» Problem details: Only the lines below from the one containing "find the man with hands on head" to the one containing "find the shrub" should be repeated, both included and unchanged.

» Recorded information:

═══

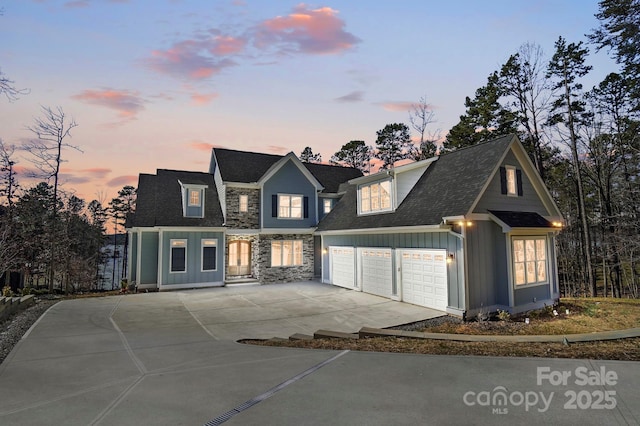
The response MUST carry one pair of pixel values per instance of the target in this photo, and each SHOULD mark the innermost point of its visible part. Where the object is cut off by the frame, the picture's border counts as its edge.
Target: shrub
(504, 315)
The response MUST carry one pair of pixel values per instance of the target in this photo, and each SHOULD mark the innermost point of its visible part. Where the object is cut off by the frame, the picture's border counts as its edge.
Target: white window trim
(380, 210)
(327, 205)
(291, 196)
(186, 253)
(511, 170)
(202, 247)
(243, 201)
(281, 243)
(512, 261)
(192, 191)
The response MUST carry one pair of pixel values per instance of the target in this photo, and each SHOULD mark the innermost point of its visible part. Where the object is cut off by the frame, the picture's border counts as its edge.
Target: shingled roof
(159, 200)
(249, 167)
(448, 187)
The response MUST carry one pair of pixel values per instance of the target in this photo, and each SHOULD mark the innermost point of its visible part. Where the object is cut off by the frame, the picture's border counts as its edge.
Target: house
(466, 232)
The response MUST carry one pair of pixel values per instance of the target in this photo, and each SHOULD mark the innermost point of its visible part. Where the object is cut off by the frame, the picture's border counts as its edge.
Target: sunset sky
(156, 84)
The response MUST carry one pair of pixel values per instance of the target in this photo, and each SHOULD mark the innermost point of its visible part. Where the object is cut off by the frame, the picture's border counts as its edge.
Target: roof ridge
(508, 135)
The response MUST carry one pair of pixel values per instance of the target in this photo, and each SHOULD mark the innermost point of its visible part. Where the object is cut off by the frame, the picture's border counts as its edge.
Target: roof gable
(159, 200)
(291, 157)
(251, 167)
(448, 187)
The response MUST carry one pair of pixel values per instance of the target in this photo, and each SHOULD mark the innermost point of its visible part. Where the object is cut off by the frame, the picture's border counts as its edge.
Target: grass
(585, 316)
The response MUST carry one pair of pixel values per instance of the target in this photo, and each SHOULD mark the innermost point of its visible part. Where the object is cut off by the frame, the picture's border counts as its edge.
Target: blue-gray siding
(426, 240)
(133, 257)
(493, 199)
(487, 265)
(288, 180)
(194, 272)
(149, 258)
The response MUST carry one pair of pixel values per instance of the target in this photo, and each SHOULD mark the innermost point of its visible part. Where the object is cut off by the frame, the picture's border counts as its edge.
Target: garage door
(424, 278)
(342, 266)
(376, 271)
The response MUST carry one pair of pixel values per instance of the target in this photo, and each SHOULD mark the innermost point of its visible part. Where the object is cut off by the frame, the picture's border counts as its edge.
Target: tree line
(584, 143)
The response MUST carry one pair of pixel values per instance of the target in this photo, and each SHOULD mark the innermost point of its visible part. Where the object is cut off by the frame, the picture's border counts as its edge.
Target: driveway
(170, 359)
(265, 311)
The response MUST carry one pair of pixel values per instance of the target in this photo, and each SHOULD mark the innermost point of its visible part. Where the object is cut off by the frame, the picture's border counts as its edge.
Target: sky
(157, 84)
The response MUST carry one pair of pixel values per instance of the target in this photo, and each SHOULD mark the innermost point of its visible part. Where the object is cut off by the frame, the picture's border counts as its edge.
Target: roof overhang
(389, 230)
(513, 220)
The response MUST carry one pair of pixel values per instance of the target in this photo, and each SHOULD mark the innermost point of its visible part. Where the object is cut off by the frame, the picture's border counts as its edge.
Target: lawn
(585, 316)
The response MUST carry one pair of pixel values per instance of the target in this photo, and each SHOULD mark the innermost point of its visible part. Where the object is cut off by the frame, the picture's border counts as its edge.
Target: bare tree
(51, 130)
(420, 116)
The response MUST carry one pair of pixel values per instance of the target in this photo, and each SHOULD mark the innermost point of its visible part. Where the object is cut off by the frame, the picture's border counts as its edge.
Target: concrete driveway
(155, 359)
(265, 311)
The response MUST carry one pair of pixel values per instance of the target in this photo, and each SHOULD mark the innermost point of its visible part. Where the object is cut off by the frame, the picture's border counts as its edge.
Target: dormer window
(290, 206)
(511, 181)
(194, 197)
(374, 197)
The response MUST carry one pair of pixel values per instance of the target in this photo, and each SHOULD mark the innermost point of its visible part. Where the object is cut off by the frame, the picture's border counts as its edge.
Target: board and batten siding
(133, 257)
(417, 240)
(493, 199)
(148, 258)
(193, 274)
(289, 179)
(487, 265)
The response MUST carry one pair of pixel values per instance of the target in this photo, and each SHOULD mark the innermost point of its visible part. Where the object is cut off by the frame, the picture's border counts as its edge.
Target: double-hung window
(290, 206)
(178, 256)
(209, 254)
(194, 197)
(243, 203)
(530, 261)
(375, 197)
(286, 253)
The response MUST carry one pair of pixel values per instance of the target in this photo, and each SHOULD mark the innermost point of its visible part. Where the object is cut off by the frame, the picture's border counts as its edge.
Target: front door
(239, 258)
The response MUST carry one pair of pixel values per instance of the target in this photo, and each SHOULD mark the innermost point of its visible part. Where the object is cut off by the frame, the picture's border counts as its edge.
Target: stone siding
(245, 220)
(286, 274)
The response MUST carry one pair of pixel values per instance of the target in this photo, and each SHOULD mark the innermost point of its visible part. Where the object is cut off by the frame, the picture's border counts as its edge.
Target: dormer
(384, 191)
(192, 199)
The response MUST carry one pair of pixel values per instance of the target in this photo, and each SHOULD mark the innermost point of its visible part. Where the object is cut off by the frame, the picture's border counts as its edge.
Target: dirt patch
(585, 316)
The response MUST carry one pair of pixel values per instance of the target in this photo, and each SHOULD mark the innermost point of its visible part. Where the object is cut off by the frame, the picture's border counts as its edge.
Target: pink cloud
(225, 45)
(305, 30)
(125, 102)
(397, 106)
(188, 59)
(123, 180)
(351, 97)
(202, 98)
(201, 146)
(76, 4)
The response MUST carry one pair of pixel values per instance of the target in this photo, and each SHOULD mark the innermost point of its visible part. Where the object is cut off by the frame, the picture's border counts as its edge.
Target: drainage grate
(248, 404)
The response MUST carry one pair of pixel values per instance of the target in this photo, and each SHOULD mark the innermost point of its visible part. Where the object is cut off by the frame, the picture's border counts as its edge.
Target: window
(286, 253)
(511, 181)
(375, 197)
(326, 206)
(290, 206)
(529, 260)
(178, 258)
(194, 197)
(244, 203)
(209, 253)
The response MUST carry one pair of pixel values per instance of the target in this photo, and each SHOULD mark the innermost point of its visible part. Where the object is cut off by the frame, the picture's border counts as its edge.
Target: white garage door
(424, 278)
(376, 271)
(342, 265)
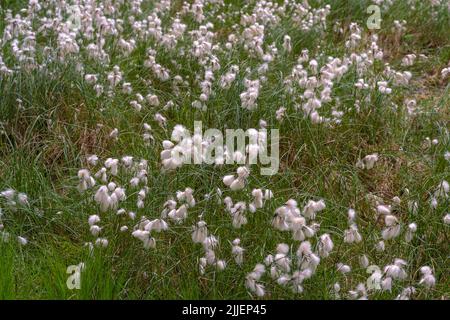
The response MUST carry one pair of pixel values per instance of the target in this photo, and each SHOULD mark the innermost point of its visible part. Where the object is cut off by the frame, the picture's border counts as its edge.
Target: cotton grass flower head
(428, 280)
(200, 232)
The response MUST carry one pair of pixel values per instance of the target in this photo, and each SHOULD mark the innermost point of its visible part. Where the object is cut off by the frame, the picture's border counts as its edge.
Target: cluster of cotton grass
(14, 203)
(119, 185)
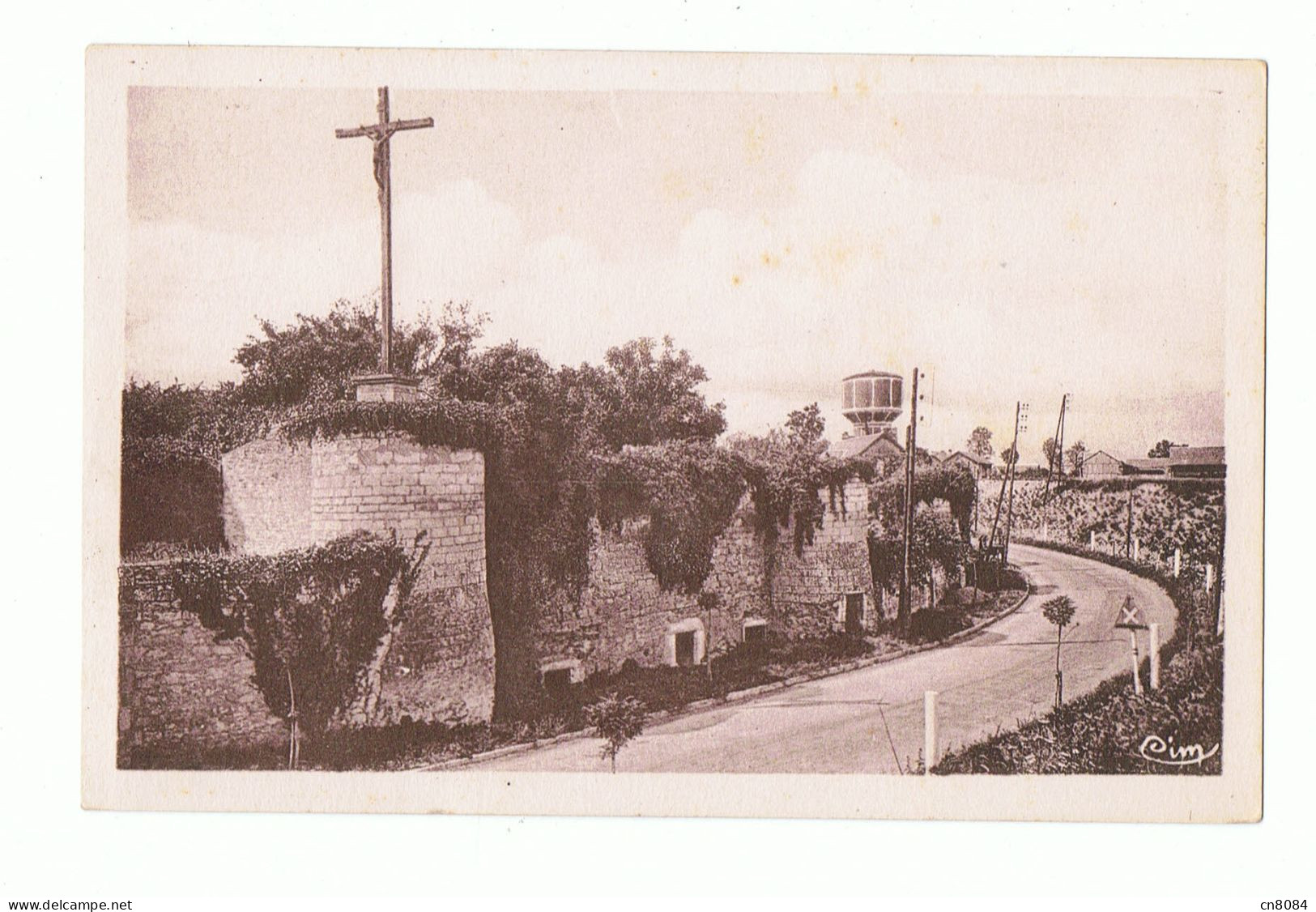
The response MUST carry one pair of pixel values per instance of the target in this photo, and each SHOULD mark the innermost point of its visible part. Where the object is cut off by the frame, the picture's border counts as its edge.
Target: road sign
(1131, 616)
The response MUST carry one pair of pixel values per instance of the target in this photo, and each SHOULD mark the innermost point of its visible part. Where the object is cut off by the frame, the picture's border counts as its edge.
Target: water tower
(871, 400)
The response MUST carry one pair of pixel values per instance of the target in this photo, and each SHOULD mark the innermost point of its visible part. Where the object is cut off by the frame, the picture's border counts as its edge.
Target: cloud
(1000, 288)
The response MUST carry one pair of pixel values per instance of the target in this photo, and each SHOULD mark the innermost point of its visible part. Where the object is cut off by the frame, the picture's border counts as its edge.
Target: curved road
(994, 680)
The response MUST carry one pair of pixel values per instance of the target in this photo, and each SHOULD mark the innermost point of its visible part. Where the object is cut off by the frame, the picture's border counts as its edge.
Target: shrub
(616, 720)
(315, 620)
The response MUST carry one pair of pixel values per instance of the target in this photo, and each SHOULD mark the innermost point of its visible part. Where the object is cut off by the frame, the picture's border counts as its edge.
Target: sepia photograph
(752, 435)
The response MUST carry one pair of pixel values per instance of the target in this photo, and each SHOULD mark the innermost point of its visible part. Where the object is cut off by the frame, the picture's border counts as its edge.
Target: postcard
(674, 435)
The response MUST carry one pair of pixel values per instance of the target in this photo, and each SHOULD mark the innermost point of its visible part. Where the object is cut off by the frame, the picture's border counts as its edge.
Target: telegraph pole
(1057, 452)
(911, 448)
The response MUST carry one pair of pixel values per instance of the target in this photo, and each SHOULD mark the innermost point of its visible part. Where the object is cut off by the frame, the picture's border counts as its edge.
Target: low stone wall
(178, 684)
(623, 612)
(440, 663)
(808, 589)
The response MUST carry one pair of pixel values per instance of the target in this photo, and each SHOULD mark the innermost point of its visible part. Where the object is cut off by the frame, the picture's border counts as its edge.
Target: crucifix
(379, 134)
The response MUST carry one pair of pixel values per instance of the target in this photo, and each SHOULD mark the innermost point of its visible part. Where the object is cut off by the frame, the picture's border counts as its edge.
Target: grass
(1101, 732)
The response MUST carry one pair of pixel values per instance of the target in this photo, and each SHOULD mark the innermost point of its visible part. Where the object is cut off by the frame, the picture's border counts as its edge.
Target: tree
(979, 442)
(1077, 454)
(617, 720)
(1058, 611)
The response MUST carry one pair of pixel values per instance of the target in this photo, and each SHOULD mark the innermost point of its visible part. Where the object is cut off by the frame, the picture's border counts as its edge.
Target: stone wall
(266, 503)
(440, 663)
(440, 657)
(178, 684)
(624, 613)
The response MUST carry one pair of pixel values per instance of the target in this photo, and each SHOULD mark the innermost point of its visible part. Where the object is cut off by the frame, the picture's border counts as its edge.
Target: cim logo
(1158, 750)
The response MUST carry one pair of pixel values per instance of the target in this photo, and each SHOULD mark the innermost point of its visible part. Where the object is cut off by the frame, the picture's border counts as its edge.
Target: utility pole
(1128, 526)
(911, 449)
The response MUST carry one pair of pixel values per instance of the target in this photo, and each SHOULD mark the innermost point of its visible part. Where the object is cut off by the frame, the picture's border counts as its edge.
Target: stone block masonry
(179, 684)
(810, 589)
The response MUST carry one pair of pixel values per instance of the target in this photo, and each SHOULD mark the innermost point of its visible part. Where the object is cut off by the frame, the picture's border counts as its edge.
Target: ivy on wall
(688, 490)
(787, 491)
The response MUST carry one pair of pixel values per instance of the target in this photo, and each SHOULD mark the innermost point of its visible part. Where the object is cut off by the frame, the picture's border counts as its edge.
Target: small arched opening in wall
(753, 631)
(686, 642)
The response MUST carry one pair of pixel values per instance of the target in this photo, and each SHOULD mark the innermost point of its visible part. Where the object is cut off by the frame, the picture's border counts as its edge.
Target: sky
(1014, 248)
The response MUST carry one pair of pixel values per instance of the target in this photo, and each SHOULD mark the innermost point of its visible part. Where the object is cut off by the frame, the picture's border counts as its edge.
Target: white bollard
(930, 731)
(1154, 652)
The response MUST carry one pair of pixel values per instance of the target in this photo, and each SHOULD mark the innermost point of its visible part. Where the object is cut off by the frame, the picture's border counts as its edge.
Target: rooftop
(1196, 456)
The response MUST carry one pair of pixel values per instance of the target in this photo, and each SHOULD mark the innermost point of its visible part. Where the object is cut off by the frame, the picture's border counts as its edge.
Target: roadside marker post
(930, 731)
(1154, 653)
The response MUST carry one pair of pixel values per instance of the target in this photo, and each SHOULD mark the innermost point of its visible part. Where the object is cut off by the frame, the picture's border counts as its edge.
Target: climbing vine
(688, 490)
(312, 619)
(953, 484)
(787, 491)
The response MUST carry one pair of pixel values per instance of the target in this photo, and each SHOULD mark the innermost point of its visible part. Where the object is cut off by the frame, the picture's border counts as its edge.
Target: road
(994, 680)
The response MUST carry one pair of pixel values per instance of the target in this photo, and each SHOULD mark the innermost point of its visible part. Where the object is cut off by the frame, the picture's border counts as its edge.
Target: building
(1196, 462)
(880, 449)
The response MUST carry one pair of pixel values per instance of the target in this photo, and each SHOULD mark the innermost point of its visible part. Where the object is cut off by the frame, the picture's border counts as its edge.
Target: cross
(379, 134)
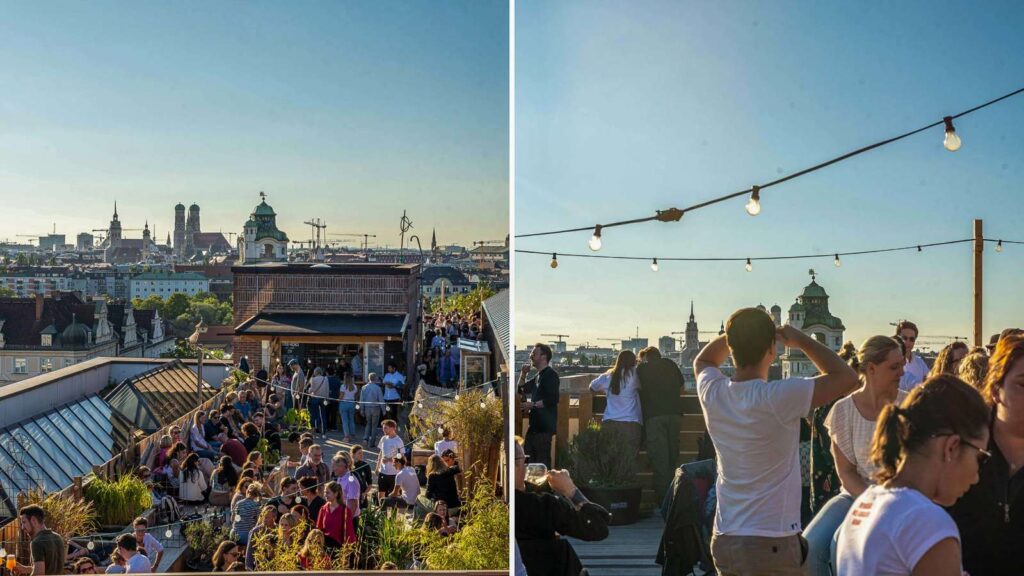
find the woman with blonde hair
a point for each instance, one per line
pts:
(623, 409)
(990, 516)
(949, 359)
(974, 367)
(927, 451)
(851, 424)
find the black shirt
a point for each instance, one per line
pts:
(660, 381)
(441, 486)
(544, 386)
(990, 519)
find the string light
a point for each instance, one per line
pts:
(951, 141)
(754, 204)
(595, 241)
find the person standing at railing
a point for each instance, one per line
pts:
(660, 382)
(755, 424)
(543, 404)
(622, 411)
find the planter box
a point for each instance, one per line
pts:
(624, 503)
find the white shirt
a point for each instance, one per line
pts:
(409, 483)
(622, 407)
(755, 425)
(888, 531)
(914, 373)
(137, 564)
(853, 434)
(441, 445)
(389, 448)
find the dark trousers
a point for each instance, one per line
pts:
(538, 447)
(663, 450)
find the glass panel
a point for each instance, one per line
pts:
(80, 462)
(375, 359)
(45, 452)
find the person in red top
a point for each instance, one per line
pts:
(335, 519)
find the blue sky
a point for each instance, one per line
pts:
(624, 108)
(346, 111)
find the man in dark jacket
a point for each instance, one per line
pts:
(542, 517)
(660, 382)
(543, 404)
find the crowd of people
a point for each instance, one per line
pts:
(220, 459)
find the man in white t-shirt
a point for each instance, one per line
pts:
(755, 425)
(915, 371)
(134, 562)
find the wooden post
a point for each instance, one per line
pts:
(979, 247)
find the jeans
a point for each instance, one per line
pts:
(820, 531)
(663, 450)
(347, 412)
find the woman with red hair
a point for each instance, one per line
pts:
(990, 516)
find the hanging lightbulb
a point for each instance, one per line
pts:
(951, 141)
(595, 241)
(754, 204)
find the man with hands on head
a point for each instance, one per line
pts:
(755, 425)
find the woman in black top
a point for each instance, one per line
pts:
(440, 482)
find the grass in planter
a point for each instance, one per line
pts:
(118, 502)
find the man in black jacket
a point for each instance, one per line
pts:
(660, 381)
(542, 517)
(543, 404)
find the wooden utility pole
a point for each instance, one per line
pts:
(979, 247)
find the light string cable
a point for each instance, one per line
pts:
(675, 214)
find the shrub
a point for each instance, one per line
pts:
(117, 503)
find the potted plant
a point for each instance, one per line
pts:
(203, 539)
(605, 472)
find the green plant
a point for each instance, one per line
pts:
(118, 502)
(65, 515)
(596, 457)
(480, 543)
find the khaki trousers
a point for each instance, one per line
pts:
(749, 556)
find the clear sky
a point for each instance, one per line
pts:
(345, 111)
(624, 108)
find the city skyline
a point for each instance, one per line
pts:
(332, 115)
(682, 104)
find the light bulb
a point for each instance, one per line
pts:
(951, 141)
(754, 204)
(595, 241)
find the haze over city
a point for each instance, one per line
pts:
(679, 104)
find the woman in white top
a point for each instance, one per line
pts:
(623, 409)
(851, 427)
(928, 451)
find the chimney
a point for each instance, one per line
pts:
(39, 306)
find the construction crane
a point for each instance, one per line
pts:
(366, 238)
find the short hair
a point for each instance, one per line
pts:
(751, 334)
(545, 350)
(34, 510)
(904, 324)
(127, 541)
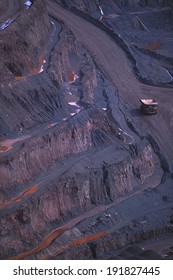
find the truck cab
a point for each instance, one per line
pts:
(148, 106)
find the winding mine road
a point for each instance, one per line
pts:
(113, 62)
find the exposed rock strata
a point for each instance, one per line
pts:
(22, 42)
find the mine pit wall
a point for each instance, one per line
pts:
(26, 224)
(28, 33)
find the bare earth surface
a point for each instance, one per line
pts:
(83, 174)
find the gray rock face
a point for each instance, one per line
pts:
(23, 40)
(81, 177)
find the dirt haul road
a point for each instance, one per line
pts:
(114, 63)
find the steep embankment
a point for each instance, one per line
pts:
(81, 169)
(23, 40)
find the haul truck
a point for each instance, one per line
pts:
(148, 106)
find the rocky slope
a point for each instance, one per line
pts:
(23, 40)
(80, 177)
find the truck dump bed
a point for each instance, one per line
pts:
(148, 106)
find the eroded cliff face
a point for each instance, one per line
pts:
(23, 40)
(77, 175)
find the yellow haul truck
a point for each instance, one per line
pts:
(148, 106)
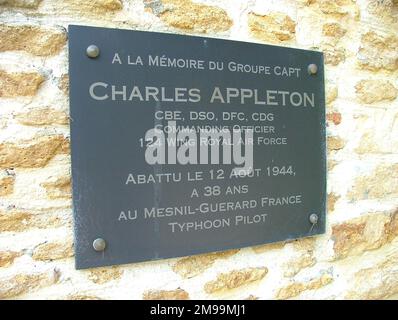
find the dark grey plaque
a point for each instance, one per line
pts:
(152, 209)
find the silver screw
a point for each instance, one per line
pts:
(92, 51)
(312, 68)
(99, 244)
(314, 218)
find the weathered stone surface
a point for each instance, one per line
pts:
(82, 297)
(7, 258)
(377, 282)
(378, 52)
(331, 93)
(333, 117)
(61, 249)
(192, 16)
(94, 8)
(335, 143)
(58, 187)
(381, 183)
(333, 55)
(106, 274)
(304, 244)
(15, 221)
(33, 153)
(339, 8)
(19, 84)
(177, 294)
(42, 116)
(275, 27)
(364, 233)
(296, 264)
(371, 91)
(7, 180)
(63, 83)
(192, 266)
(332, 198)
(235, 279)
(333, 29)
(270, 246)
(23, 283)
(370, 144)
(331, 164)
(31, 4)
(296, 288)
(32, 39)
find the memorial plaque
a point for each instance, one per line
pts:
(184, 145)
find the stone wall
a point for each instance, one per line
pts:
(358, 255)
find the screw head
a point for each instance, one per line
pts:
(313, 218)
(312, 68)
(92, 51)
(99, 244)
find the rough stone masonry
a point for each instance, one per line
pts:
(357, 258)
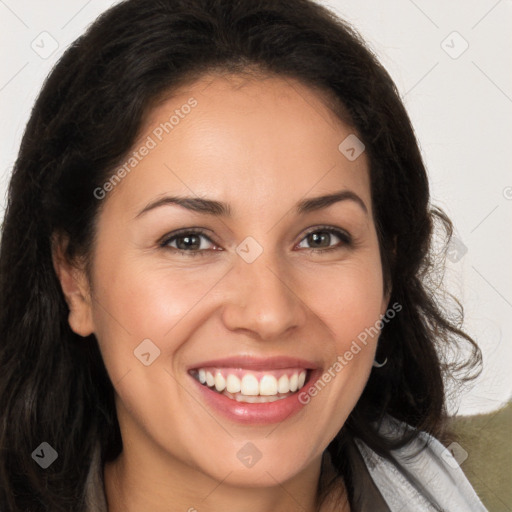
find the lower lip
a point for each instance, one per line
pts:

═══

» Written response:
find the man with hands on head
a point for each instance, one per line
pts:
(755, 425)
find the woman in black top
a point for each instance, one per line
pts:
(440, 482)
find the grass in planter
a point for each instance, one per line
pts:
(118, 502)
find the man in black jacket
a point for each instance, one per line
pts:
(660, 381)
(542, 517)
(543, 404)
find the wooden utility pole
a point for each instance, one per line
pts:
(979, 247)
find the light string cable
a point for each instance, one per line
pts:
(675, 214)
find the shrub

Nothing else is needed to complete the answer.